• **What the task asks**
Which lines in the records below contain the word "chair"? Return each of those lines in full.

• **Input data**
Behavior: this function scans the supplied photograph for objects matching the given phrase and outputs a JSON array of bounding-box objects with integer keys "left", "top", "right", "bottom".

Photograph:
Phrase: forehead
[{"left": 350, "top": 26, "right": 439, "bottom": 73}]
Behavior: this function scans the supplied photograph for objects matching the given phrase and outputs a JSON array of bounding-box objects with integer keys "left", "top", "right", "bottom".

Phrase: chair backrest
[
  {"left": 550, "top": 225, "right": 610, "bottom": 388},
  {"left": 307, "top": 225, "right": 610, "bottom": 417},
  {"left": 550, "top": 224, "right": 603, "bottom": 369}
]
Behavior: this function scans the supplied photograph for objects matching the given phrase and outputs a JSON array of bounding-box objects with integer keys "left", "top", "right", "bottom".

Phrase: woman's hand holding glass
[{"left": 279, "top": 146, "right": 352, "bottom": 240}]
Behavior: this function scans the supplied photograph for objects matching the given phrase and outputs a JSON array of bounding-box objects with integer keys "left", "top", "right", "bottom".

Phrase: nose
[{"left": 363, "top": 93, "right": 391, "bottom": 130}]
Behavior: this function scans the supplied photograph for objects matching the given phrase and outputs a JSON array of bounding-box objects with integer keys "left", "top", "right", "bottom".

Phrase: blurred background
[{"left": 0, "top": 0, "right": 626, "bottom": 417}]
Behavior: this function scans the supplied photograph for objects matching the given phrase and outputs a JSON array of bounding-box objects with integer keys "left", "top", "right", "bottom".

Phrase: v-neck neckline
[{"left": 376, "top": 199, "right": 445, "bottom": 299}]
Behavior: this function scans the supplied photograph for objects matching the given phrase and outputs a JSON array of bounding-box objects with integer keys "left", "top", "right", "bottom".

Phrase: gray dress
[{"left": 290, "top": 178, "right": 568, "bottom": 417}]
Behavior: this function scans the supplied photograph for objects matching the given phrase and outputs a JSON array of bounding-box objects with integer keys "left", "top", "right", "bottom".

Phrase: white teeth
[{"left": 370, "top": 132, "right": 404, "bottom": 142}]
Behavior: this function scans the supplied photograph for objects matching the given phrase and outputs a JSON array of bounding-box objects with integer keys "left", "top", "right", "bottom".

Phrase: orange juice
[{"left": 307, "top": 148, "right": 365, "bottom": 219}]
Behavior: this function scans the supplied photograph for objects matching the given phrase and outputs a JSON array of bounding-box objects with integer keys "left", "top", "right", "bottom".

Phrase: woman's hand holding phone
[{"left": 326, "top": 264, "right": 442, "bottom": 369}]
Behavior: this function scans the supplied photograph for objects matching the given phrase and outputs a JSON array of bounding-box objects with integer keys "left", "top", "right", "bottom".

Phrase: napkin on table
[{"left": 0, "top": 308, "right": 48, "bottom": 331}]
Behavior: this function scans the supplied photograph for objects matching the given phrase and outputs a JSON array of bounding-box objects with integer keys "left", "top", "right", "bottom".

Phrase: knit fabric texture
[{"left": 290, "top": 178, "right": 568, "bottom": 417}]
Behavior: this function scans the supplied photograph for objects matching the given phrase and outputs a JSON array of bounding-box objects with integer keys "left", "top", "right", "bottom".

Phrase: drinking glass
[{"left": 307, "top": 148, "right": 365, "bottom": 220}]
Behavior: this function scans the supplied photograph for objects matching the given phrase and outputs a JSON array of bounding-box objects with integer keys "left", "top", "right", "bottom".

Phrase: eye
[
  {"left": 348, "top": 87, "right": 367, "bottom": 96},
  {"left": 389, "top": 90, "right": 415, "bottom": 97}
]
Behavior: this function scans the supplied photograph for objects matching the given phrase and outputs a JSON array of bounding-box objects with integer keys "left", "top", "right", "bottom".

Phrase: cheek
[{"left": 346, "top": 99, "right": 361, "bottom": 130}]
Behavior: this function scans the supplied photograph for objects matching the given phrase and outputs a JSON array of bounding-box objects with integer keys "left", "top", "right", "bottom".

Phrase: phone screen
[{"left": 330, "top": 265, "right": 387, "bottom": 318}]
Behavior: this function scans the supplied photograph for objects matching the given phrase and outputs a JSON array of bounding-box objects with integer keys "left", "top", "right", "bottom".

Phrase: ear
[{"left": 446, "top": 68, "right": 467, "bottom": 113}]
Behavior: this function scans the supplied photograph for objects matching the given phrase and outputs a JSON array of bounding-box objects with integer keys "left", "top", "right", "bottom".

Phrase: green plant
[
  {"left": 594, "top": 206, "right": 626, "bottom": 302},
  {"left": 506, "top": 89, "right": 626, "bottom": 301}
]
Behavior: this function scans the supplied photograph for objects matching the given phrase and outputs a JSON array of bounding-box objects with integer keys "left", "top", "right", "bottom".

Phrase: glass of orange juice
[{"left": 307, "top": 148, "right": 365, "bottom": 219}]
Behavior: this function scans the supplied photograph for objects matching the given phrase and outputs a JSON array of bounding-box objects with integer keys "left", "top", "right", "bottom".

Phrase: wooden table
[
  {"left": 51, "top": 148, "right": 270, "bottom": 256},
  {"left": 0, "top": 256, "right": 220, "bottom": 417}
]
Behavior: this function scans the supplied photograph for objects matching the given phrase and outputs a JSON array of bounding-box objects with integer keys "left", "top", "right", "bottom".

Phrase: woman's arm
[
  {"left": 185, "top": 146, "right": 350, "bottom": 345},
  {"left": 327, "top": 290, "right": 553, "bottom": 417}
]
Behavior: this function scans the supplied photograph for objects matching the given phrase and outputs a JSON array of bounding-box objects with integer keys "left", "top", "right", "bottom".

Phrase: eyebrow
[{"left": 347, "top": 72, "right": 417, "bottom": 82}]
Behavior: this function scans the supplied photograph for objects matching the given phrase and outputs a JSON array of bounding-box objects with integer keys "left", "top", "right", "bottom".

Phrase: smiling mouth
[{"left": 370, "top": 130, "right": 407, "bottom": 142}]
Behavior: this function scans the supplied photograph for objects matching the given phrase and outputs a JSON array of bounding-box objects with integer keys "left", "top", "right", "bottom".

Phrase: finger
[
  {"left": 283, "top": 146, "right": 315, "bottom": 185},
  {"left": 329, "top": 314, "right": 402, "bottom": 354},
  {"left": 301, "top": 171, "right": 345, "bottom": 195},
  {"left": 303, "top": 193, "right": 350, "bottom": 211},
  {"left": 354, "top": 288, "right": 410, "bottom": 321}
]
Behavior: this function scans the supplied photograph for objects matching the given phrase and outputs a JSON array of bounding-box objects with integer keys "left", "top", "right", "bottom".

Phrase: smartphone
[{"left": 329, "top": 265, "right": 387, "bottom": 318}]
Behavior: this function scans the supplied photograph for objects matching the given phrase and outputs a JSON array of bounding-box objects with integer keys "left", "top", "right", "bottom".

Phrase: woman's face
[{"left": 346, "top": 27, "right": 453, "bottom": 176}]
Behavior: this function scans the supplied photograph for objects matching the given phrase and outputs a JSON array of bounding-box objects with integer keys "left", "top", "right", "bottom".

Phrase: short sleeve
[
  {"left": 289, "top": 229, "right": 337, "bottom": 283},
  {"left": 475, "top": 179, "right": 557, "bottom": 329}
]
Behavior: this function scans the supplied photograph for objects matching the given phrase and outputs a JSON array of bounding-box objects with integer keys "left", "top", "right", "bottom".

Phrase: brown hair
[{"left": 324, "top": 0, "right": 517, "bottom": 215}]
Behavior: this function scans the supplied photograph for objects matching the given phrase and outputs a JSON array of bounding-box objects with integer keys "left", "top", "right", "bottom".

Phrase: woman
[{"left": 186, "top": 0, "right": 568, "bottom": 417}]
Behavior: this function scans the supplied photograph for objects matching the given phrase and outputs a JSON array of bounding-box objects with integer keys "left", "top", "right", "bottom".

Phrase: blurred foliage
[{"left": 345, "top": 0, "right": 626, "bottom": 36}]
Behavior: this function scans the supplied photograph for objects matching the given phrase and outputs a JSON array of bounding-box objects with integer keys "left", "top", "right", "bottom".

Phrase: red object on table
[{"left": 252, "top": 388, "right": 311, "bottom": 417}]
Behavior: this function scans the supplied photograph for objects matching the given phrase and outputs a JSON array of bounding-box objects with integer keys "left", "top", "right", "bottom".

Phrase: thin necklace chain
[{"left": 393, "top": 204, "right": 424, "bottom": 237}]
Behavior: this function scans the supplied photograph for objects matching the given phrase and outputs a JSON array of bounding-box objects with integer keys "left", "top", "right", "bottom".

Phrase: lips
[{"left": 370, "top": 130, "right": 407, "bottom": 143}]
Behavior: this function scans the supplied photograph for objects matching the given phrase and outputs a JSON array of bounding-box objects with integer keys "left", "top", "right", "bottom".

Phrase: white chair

• **Solution for this exercise**
Phrase: chair backrest
Phrase: white chair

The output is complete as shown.